(Source extract)
↓
Fundamentals of the Recommendation System
Based on the [Advanced Machine Learning with TensorFlow on Google Cloud Platform] (https://www.coursera.org/learn/recommendation-models-gcp), this article looks up fundamental recommendation system models, content-based, collaborative-filtering and knowledge-based.
Content-Based Model
Using attributes of items to recommend new item to an user
How it works?
Step 1. User-Item Rating Matrix
🙎♀️ / Movie | Rating |
---|---|
Minions | 7 |
A Star is Born | 4 |
Aladdin | 10 |
Let’s just assume that we are given the table above. In this table, the user🙎♀️ gave 7-star ratings to “Minions”, four-star ratings to “A Star is Born” and 10-ratings to “Aladdin” but we do not have information about other movies.
Step 2. Item Feature Matrix
Movie\Genre | Fantasy | Action | Cartoon | Drama | Comedy |
---|---|---|---|---|---|
Minions | 0 | 0 | 1 | 0 | 1 |
A Star is Born | 0 | 0 | 0 | 1 | 0 |
Aladdin | 1 | 0 | 0 | 0 | 1 |
For those rated movies, we now build an item feature matrix of genres. We can also consider themes, actors/directors, professional ratings, movie summary text, stills from movie, movie trailer as features. In the table above, “Minions” belongs to Cartoon and Comedy categories, “A Star is Born” is Drama and “Aladdin” is Fantasy and Comedy movie.
Step 3. User Feature Vector
Then apply dot-product to the user-item rating matrix and the item feature matrix and sum up the matrix by column as below.
Fantasy | Action | Cartoon | Drama | Comedy |
---|---|---|---|---|
10 | 0 | 7 | 4 | 17 |
The above matrix is a five-dimensional embedded feature space that we use to represent movies. Normalizing the above matrix, now we get the user feature vector.
↑
(What you have to do) Extend the article on recommendation system fundamentals, picking up right after its final sentence. The rows that come next are separate material and are not part of the recommendation system article.

(Dataset extract)
↓
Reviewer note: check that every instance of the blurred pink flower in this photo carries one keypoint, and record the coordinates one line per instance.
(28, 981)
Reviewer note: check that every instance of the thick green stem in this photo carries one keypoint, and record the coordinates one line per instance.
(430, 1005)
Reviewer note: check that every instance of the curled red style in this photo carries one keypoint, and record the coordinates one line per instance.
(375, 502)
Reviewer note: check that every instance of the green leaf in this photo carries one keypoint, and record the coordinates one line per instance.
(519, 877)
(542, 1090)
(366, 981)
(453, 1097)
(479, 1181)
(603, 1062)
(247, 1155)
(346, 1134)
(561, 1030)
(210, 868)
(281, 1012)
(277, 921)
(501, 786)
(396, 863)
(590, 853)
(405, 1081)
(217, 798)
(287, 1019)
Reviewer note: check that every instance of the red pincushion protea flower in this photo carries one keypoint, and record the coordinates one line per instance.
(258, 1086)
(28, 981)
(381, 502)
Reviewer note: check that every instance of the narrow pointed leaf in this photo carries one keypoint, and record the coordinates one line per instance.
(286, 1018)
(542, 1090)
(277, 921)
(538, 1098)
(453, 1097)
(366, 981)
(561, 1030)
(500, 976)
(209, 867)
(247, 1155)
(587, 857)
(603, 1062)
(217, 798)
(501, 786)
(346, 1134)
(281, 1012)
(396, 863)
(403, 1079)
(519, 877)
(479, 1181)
↑
↓
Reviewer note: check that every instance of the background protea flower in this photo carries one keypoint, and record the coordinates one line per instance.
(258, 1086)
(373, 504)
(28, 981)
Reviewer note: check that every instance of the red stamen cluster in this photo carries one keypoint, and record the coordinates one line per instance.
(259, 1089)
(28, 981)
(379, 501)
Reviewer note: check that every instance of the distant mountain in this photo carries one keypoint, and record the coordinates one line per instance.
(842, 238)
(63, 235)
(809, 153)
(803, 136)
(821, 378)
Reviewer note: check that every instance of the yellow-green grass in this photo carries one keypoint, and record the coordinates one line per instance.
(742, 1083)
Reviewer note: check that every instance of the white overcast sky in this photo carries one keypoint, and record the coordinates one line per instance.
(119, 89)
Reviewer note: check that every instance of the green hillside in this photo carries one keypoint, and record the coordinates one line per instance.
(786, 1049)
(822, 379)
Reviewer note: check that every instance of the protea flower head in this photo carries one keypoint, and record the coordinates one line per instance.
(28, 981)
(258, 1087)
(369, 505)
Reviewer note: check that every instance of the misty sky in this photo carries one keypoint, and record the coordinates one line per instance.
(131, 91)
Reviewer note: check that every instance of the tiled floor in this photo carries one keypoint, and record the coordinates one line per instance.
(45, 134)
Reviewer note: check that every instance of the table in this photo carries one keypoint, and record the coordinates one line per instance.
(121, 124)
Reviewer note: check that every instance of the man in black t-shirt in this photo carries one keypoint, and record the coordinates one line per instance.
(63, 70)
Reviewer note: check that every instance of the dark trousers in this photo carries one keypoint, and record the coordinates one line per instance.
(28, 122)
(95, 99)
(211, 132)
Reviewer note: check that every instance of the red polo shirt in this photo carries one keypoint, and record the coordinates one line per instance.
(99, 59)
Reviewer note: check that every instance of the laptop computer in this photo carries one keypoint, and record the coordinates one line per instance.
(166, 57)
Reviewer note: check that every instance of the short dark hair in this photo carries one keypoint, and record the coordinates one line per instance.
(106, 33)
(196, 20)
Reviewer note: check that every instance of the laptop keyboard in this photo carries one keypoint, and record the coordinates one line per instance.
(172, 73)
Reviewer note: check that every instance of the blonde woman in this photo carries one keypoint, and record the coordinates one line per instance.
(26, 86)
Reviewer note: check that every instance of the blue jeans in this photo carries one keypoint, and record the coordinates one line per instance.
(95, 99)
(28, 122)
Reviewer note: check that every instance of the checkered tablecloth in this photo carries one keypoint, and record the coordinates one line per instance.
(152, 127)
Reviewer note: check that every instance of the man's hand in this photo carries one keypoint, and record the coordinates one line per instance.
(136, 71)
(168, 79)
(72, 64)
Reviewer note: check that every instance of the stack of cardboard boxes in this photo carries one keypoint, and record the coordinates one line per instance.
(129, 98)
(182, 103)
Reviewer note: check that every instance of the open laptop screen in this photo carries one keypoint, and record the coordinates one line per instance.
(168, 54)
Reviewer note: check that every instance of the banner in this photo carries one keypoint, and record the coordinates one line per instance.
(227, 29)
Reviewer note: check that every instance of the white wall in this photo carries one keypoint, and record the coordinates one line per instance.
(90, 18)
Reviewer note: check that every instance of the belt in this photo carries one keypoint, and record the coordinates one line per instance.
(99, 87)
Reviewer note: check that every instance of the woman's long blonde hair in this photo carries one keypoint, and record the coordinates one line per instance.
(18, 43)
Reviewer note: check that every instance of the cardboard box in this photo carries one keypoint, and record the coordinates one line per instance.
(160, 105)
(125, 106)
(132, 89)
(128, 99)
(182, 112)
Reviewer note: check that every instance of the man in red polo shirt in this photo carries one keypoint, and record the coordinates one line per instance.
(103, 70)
↑
↓
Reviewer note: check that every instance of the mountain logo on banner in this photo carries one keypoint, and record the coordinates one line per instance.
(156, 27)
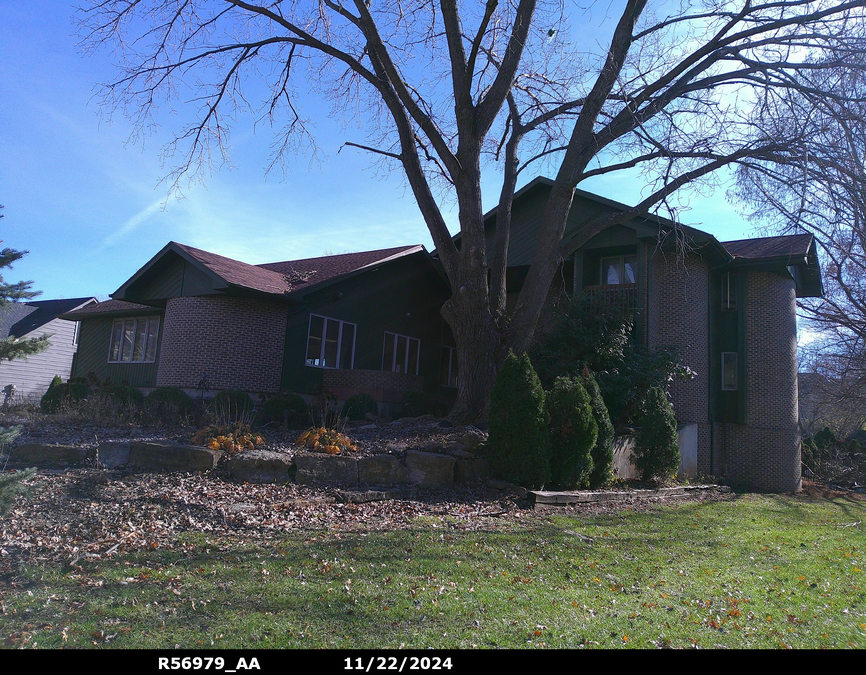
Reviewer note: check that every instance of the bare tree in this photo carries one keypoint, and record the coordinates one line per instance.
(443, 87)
↑
(Output for this exercise)
Fantasy | Action | Cartoon | Drama | Comedy |
---|---|---|---|---|
0.26 | 0 | 0.18 | 0.11 | 0.45 |
The above vector is the user feature vector. Note that “0” for the Action genre does not mean that the user dislikes it because none of the movies he/she has previously rated contains the Action feature.
Step 4. User Rating Prediction
So, how can we include those concepts to engineer the content-based recommendation system? Now we have a new item feature matrix as below. Movies below can be both seen and unseen movies by the user (Simply we can just predict all ratings and drop off seen movies at the last step of recommendation). In this case, however, we only take care of four unseen movies.
Movie\Genre | Fantasy | Action | Cartoon | Drama | Comedy |
---|---|---|---|---|---|
Harry Potter | 1 | 1 | 0 | 0 | 0 |
The Dark Knight Rises | 1 | 1 | 0 | 1 | 0 |
Incredible | 0 | 1 | 1 | 0 | 1 |
Memento | 0 | 0 | 0 | 1 | 0 |
Then multiply the user feature vector component-wisely to the new movie feature vector for each movie and then sum row-wise to compute the dot product. This gives us the dot product similarity between the user and each of those four movies.
Harry Potter | The Dark Knight Rises | Incredible | Memento |
---|---|---|---|
0.71 | 0.37 | 0.63 | 0.11 |
The above vector shows predicted ratings for each movie. Clearly, the higher the more likely (hopefully) the user likes the item. Thus, we should recommend “Harry Potter” and “Incredible” to this user but not other movies. Simple, isn’t it?
Collaborative-Filtering Model
Using attributes of items to recommend new item to an user
Matrix Factorization
Assume that we have user-item interaction matrix of muliple users denoting whether the user watches or not.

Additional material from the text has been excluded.